Segment Start: Supplied data

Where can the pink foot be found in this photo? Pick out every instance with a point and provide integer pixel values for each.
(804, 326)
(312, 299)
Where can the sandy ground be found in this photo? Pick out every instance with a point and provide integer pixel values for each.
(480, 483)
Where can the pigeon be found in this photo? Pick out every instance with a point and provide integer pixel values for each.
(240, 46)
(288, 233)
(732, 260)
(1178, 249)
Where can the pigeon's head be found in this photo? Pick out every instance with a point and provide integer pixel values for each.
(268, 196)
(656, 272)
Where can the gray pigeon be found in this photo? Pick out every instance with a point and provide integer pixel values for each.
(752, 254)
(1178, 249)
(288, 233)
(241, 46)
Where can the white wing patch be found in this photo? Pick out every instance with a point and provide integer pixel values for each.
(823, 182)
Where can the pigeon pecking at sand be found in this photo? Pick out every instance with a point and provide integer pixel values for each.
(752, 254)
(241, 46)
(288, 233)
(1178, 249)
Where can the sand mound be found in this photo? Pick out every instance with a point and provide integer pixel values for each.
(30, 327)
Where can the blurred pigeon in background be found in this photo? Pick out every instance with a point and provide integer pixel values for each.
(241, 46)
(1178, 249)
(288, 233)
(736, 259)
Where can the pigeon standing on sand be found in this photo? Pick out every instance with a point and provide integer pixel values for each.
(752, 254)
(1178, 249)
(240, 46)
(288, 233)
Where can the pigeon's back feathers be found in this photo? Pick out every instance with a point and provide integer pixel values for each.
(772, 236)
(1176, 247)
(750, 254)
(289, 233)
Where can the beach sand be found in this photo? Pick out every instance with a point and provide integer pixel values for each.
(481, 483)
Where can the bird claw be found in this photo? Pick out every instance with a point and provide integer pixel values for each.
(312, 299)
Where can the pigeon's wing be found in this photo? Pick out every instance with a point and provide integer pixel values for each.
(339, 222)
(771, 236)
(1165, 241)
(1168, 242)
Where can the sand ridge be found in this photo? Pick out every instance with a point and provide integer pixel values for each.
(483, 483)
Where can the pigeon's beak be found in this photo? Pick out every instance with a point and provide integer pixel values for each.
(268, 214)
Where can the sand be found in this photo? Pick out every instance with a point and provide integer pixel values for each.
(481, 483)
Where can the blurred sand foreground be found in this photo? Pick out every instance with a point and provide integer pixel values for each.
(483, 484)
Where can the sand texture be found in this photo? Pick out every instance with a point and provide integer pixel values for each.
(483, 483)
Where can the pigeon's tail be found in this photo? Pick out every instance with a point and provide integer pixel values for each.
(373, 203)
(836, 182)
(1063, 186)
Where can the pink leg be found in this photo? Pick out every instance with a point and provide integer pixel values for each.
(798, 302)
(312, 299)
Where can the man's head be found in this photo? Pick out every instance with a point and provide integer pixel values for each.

Segment End: Supplied data

The task: In your answer, repeat each of the records exactly.

Result of the exercise:
Where can the pink foot be found in this photo? Pick out every instance with a point and provide integer pixel values for each.
(804, 326)
(312, 299)
Where can the sandy ground be found in this photo? Pick out every instance with a point and provide integer pixel values for each.
(480, 483)
Where can the pigeon be found in this photo? Pick out every instance with a point and provide integer pixel values for each.
(240, 46)
(288, 233)
(732, 260)
(1178, 249)
Where can the pigeon's head be found in this photo? Pick out every instance with a point and provide integer pixel values for each.
(268, 196)
(656, 272)
Where can the gray pigeon be found in this photo? Pick out every instance with a point and provide integer pixel values for each.
(752, 254)
(1178, 249)
(288, 233)
(241, 46)
Where can the white wing patch be found in this photo? Pick out every instance with a point and provide integer pixel values for each.
(823, 182)
Where can the pigeon pecking at sand be found in this photo? Pick out every instance with a point and provide integer pixel values for each.
(752, 254)
(241, 46)
(288, 233)
(1178, 249)
Where can the sand mound be found in this photo? Pick out every instance with a point and provide integer pixel values for each.
(30, 327)
Where can the blurred pigeon in background be found in this photo? Pick out every instance with a point and provide integer pixel values for each.
(241, 46)
(1178, 249)
(288, 233)
(736, 259)
Where can the pigeon standing on sand be found in this photo? Pick out every instance with a point and provide integer pixel values for each.
(752, 254)
(1178, 249)
(240, 46)
(288, 233)
Where can the pigeon's back feathers be found in this photo? Pick out every instance with a point and provide integer pixel values for each.
(772, 236)
(1176, 247)
(750, 254)
(289, 233)
Where can the beach sand be found in this photo? Pick out every instance with a point and provide integer pixel values for each.
(481, 483)
Where can the bird claw be found in this photo? Pick out every instance with a point and provide integer pixel values for each.
(312, 299)
Where can the pigeon's wing be found in this photo? Pick out every instance with a point and provide integer pixel values for each.
(339, 222)
(771, 236)
(1165, 241)
(1168, 242)
Where can the sand ridge be found in this photo? Pick out every instance with a point and provide integer pixel values for each.
(483, 483)
Where can the pigeon's beak be found in this photo? Pick out every instance with a point and provide integer pixel values for each.
(268, 214)
Where can the sand be found in this photo? Pick out every instance with a point and provide integer pixel values for each.
(481, 483)
Where can the blurred sand foreground be found in this photo? Pick out every instance with a point and provide integer pixel values for each.
(483, 484)
Where can the sand texture be found in this photo? Pick out every instance with a point and provide integer pixel values for each.
(483, 483)
Where can the pigeon's tail be found in this photo? Pick out every instance with a point and provide integer pixel values for each.
(373, 203)
(836, 182)
(1063, 186)
Where can the pink leg be found in this photo? Pick out every instance with a point and provide integer pixel values for each.
(798, 302)
(312, 299)
Where can the man's head be found in this photo? Pick out every instance with a point and provide integer pixel values for each.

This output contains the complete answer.